Text:
Help Yourself Grow Resilience: Self-Care Prerogative.
In challenging times, without friends nearby or colleagues to bounce ideas off of, we become more insular and forget how to reach out. This in turn can compound anxiety.
With fear and history locking us into negative thought patterns, the following self-care prerogative creed is here to soothe, help and restore thoughts to more positive affirmations. Reducing anxiety and building confidence and self-belief is at the heart of this.
Self-care is not just a ‘nice to do’, it is essential.
Comparison is an act of violence against yourself. Self-sabotage.
As a child, something happened to initiate that response.
Maybe feeling a sense of no control or fear.
That was your parents’ own fear and doubt about themselves and each other, not you, and not your fault.
You are no longer a child, yet carry that lesson like a childish millstone.
You are, and have always been, enough.
To help guide younger souls, it is useful to fix your own emotions yourself first.
Just like an oxygen mask on a flight.
Do the things that relax the mind. Meditation, hypnotherapy, Re-frame thoughts. Yoga.
Eat well, eat slowly, sleep enough, have a long bath. Hydrate with the good stuff.
Confidence grows through connections with others.
We are pack animals of varying degrees.
Start small, one to one.
Reach out, just a little.
Ask after someone, make the effort.
You will feel good afterwards.
Or ask for help, rather than the same old feedback loop. That is brave.
Breathe, deep belly breaths — calm and slow, exhaling negativity, breathing in resourcefulness.
You are unique, and you never require validation for being you.
Just remember that no one truly has all the answers.
The more you let go of rigid beliefs, the more you realize that all you have learned in life and everything you have gone through is there to help you grow more resilience.
And it is not the good stuff which makes us grow, believe me.
The fear is not about the extraordinary, it is about the ordinary — when life calms down, when dramas cease to get a response,
Turn to the Tao Te Ching. Its teachings tell of marveling at the simple things in life. Celebrating the ordinary leads to the extraordinary taking care of itself.

What you will do:
[1] Which book does the self-care text recommend turning to?
[2] Repeat the self-care text from "Breathe, deep belly" to "grow more resilience.".
These rows were taken from a separate source unrelated to the self-care text.

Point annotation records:
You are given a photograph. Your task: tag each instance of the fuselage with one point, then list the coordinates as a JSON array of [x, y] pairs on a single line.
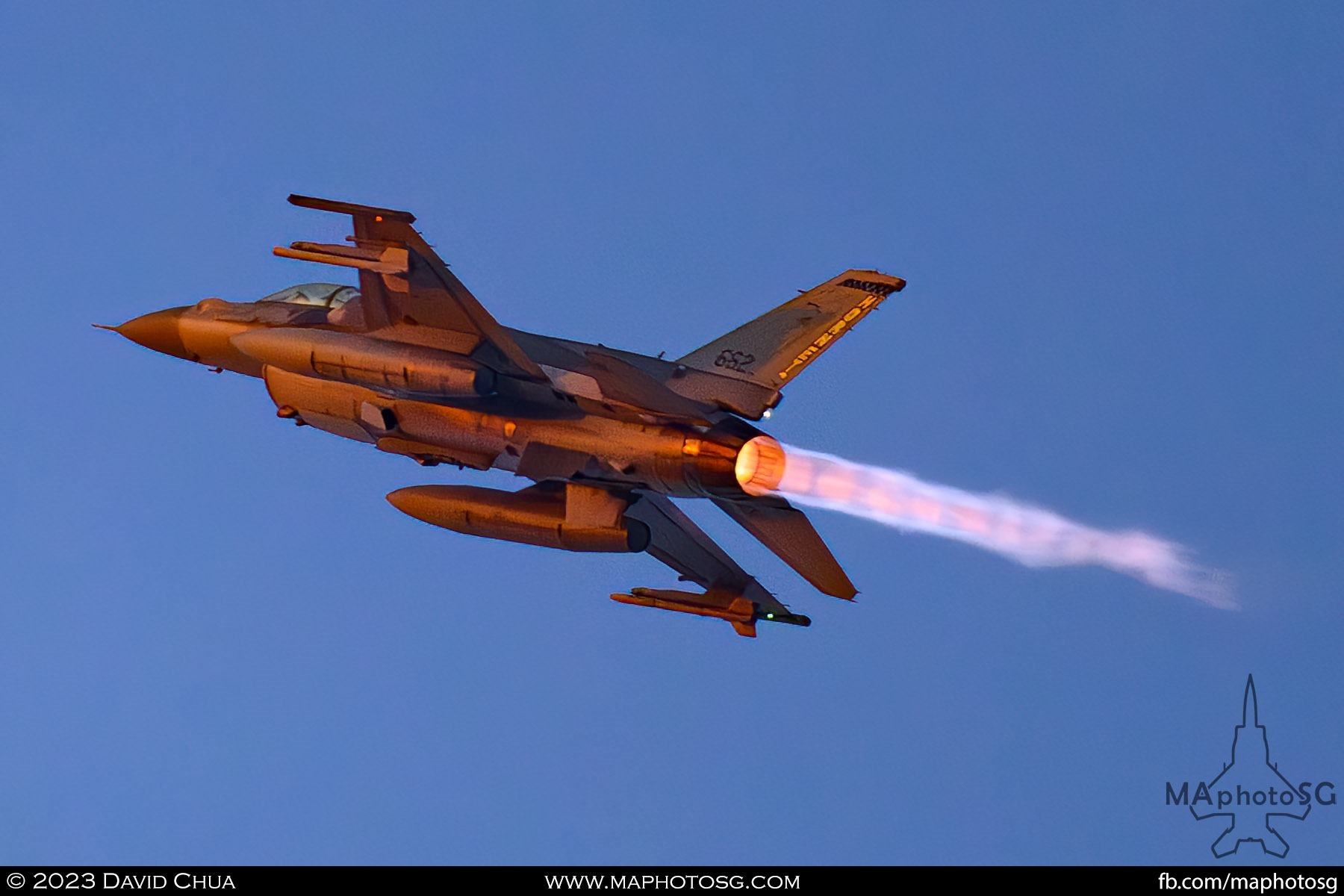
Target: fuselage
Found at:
[[410, 393]]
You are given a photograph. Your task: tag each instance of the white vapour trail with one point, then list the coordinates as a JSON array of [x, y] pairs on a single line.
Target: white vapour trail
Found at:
[[1030, 535]]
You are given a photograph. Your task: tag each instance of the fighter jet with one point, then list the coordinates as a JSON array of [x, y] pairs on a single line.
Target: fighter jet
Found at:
[[413, 364]]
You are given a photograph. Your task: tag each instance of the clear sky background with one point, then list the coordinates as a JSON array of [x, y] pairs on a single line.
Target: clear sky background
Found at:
[[1121, 226]]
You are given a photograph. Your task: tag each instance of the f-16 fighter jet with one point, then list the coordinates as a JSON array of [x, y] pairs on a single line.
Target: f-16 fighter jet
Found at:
[[413, 364]]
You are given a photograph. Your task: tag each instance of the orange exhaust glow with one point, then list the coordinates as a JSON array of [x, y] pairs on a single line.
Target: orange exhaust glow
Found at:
[[759, 465]]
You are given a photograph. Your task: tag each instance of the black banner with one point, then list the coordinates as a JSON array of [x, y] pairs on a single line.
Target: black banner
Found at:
[[34, 879]]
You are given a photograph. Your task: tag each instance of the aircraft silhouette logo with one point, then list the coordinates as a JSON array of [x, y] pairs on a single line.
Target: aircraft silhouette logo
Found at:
[[1250, 793]]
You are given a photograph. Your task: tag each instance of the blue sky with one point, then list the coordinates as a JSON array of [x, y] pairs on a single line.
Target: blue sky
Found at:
[[1121, 227]]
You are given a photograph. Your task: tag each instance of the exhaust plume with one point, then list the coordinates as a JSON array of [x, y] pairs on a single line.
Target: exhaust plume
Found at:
[[1026, 534]]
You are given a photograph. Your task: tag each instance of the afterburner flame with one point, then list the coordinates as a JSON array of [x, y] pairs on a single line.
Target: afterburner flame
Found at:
[[759, 465], [1030, 535]]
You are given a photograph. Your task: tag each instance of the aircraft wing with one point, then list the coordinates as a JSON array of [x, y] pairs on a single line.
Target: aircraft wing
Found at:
[[406, 285], [730, 591]]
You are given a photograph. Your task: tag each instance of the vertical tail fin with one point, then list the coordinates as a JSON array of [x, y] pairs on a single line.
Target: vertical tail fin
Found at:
[[776, 347]]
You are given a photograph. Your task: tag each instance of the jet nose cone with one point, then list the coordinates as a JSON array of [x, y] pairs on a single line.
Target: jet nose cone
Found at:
[[159, 331]]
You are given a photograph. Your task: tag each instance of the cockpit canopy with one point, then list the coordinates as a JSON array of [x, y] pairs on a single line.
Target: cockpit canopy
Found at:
[[320, 294]]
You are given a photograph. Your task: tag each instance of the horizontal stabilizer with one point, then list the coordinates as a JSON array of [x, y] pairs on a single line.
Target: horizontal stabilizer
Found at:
[[788, 532]]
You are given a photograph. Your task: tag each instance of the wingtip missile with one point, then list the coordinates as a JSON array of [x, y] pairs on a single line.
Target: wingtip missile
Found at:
[[734, 609]]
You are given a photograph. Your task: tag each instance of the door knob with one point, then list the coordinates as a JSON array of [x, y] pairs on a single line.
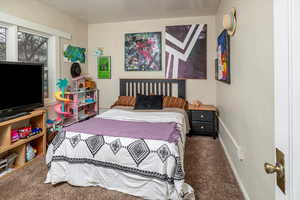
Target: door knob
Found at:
[[278, 168]]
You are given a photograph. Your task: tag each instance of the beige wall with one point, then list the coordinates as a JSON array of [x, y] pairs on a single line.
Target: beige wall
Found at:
[[247, 105], [41, 13], [110, 36]]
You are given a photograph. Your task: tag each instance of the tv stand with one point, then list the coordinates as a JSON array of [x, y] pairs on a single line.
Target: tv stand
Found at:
[[13, 116], [36, 119]]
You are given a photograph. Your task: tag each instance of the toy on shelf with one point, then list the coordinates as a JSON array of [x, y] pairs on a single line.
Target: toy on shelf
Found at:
[[77, 101], [53, 127], [7, 162], [15, 135], [24, 132], [60, 96], [30, 152]]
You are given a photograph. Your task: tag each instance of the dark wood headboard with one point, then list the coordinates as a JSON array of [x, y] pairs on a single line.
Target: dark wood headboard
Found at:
[[131, 87]]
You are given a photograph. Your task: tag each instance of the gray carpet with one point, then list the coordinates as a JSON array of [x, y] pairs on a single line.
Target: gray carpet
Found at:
[[207, 171]]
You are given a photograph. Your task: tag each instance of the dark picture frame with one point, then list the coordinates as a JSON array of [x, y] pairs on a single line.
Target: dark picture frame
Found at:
[[223, 59]]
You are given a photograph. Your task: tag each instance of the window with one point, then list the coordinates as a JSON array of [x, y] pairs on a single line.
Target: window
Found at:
[[34, 48], [3, 33]]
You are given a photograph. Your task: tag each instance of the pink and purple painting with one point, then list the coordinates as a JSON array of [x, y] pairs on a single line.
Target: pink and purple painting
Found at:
[[186, 50], [143, 51]]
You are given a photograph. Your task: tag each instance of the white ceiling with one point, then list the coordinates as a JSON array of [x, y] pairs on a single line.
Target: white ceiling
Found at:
[[100, 11]]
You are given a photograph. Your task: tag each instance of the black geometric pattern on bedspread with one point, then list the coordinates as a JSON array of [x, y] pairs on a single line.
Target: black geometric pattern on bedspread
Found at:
[[58, 139], [179, 174], [163, 152], [138, 150], [95, 143], [115, 146], [143, 173]]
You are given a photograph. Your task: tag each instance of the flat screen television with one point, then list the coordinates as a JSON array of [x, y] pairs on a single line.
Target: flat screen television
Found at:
[[21, 87]]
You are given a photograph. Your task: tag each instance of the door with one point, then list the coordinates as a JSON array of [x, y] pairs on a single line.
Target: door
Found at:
[[287, 97]]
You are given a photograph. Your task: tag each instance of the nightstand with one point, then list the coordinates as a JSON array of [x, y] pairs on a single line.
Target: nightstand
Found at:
[[203, 120]]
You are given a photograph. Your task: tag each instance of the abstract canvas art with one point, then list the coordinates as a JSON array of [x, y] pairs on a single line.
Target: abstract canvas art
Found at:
[[74, 54], [223, 51], [104, 67], [143, 51], [186, 50]]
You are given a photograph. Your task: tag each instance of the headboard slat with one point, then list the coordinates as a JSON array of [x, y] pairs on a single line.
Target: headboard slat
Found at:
[[132, 87]]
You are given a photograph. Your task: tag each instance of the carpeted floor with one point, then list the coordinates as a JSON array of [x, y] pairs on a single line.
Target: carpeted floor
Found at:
[[207, 171]]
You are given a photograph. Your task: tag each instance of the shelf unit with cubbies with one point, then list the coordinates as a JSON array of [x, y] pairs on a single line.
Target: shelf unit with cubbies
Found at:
[[36, 119]]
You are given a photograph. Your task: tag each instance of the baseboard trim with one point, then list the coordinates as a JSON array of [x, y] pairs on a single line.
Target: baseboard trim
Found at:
[[239, 180]]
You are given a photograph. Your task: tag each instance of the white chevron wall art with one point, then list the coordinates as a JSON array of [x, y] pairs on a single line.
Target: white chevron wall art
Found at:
[[186, 51]]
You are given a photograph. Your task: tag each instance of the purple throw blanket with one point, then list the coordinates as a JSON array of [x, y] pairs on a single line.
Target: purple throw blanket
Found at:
[[166, 131]]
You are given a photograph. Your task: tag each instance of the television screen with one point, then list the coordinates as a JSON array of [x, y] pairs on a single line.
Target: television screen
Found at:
[[21, 86]]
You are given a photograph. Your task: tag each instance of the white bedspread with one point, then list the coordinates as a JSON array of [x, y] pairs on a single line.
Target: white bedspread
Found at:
[[151, 169]]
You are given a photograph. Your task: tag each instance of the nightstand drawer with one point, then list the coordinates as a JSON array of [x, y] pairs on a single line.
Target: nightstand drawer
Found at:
[[199, 115], [202, 126]]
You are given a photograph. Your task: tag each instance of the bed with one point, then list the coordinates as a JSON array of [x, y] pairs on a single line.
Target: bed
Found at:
[[136, 152]]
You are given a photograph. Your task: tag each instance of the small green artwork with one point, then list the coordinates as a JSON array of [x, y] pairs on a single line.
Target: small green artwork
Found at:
[[104, 67], [74, 54]]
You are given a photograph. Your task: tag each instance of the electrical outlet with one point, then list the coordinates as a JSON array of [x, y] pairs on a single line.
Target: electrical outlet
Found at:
[[241, 154]]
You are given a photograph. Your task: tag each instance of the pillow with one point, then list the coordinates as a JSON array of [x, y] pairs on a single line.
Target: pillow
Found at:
[[148, 102], [174, 102], [125, 101]]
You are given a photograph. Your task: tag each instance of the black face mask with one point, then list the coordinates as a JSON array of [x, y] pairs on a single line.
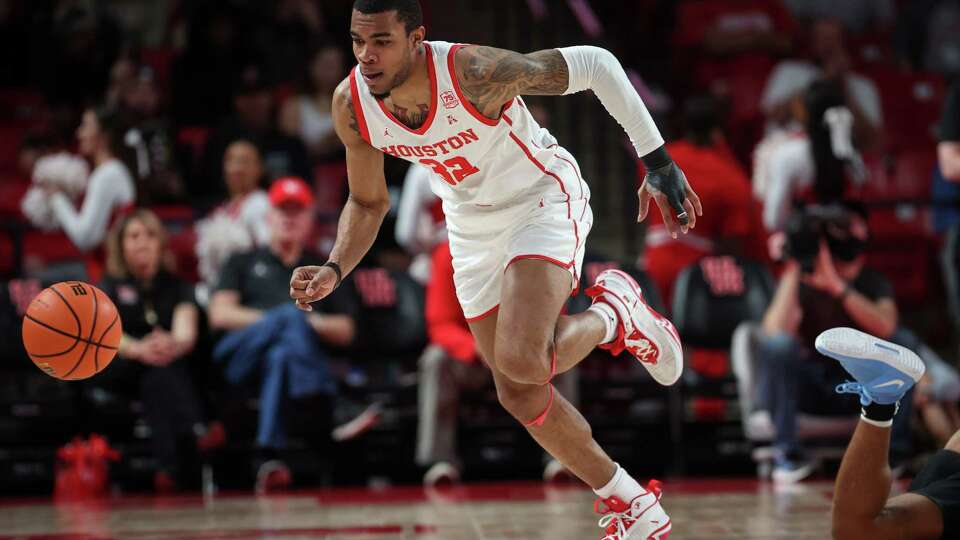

Answers to the exercises:
[1] The Tao Te Ching.

[2]
Breathe, deep belly breaths — calm and slow, exhaling negativity, breathing in resourcefulness.
You are unique, and you never require validation for being you.
Just remember that no one truly has all the answers.
The more you let go of rigid beliefs, the more you realize that all you have learned in life and everything you have gone through is there to help you grow more resilience.